● STATED EXERCISE:
Pull out each line of the data below that contains the word "yellow". Treat uppercase and lowercase letters as different.

● MATERIAL SUPPLIED:
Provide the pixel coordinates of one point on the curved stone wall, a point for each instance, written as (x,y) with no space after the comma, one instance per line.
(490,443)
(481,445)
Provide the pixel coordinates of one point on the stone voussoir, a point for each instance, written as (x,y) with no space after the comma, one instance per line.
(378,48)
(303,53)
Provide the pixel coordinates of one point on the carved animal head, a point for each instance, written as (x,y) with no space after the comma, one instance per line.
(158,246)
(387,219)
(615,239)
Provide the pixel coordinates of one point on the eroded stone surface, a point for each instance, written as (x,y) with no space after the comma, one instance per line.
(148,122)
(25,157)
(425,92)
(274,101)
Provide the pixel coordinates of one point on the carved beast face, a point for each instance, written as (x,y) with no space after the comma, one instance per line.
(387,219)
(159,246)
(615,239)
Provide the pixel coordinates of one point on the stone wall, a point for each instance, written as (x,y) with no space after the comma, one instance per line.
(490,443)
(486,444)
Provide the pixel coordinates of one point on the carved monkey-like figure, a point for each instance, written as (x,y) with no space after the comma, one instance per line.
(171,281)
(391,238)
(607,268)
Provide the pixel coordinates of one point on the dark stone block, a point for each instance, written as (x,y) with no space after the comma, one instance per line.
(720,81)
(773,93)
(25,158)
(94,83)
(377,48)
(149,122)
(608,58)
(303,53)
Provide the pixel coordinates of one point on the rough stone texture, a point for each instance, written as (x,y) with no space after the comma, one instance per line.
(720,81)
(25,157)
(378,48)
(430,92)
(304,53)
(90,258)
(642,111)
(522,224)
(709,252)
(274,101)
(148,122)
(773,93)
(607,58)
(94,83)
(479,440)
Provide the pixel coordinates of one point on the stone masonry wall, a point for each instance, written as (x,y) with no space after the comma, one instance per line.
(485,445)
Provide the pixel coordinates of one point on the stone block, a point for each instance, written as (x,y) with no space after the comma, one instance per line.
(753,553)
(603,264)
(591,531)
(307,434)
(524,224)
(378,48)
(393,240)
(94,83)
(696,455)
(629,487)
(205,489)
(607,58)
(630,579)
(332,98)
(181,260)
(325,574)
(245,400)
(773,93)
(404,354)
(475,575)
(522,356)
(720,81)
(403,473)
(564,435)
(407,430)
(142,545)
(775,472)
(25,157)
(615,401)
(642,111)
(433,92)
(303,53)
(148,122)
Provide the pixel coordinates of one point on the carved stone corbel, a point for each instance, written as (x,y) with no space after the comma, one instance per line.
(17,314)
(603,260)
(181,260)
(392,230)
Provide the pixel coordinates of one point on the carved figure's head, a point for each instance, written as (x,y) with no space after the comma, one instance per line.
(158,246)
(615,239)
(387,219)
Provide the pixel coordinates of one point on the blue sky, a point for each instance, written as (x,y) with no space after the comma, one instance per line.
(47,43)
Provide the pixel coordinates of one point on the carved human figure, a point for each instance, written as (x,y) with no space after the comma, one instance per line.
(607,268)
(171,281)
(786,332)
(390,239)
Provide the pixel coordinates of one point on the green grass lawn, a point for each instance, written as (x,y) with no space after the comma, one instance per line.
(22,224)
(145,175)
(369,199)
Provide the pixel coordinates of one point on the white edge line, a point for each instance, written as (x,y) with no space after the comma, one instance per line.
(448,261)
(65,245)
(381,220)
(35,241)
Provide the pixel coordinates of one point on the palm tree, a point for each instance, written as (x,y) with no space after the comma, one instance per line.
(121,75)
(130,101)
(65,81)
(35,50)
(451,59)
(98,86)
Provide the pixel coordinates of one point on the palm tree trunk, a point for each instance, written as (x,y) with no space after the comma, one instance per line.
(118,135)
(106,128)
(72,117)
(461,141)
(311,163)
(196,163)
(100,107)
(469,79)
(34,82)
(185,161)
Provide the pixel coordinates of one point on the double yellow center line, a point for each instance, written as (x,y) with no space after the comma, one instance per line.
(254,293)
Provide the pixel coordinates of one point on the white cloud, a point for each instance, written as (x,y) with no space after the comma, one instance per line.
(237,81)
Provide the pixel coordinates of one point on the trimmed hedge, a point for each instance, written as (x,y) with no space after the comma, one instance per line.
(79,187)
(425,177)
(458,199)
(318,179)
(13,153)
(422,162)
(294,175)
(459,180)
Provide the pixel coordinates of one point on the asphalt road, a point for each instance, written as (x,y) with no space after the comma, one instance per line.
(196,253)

* * *

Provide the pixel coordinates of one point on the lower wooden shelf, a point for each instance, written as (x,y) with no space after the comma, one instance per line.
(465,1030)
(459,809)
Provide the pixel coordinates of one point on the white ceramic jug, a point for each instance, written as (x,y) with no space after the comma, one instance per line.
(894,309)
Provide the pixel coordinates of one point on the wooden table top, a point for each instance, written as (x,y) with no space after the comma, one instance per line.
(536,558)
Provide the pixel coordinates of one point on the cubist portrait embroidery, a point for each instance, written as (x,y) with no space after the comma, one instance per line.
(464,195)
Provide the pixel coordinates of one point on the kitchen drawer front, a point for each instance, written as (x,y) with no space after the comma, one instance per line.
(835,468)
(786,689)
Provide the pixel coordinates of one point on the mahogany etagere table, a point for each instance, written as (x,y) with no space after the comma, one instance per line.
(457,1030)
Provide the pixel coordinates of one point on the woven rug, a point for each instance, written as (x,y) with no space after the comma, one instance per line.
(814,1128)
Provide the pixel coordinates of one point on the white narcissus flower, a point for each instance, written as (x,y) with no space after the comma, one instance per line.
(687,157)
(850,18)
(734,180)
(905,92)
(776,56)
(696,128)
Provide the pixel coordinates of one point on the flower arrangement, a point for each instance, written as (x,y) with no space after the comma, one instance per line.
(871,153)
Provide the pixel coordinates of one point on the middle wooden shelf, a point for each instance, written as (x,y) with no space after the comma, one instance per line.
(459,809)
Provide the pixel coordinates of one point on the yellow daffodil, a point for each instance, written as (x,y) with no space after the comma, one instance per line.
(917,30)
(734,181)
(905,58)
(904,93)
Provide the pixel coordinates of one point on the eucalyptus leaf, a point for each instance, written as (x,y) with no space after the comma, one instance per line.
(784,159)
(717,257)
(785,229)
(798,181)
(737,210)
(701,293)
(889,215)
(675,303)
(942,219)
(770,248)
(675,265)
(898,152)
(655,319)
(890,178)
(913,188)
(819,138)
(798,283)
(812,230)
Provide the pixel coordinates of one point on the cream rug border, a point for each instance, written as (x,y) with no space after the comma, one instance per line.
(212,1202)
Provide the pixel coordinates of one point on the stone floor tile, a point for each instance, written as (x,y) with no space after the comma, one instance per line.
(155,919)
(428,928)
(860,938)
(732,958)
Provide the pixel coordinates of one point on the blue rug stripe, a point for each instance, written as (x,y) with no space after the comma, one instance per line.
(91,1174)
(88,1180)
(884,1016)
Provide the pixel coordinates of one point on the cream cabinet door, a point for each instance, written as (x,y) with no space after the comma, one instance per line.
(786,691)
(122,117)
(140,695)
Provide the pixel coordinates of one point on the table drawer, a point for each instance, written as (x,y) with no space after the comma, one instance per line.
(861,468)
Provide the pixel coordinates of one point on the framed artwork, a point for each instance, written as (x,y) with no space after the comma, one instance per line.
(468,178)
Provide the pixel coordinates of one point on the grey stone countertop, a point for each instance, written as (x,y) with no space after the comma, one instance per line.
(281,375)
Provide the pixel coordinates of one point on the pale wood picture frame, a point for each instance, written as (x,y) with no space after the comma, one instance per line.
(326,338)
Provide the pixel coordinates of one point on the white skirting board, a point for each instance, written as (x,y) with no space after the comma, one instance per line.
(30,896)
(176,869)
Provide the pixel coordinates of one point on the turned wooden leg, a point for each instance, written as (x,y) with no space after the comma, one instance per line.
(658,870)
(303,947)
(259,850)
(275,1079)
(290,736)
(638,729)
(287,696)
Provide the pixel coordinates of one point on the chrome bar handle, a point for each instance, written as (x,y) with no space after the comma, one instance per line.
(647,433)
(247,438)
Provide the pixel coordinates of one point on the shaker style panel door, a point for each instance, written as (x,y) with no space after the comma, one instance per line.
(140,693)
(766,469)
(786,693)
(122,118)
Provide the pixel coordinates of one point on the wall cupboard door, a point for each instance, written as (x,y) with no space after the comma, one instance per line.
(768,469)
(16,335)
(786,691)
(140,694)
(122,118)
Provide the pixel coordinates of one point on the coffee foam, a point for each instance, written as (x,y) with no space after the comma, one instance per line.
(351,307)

==

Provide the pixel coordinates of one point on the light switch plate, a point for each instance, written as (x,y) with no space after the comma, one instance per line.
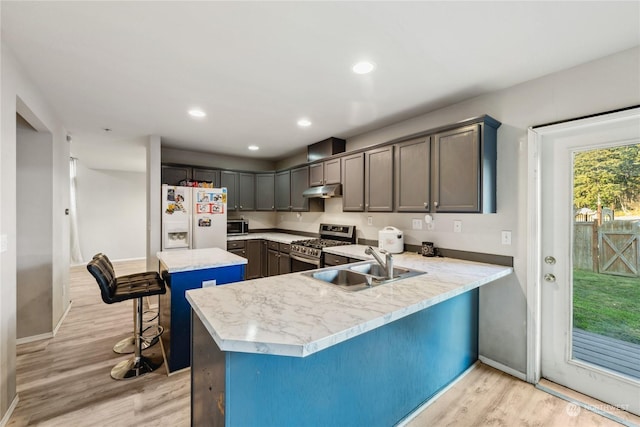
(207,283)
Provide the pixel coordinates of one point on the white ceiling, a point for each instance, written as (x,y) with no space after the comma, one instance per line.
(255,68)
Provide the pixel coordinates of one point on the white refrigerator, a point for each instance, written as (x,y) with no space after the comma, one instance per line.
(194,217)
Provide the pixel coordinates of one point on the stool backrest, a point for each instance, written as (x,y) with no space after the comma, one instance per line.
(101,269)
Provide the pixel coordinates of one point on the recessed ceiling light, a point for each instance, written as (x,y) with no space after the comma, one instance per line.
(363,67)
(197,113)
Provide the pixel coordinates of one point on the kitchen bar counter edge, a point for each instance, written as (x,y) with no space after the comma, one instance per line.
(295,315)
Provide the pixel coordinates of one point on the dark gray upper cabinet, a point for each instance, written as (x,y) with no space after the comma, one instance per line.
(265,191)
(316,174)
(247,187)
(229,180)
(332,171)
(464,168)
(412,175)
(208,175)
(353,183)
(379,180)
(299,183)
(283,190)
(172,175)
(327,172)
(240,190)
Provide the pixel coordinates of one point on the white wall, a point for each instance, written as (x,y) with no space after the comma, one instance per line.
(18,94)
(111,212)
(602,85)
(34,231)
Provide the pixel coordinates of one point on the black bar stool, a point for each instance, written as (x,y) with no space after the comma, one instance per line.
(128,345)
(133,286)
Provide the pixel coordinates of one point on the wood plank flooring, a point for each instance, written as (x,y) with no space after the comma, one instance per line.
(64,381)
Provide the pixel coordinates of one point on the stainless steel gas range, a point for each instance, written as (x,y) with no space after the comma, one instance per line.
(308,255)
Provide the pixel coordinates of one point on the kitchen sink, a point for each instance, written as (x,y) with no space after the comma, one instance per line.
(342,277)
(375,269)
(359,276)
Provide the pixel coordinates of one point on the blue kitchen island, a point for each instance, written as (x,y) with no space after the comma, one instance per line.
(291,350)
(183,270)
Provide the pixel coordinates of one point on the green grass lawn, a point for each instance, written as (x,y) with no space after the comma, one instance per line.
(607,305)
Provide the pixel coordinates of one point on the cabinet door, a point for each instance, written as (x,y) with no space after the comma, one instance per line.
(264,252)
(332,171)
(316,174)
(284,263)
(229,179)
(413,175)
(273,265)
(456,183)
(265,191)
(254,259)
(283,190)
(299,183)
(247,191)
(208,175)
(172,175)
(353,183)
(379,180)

● COMPLETE ANSWER:
Provide the pixel coordinates of one point on the double yellow center line, a point for each instance, written as (x,y) with no space after the comma, one instance per line.
Provide the pixel coordinates of one point on the yellow daffodil, a point for each instance, written as (x,y) with no space after the comma, one instance per line.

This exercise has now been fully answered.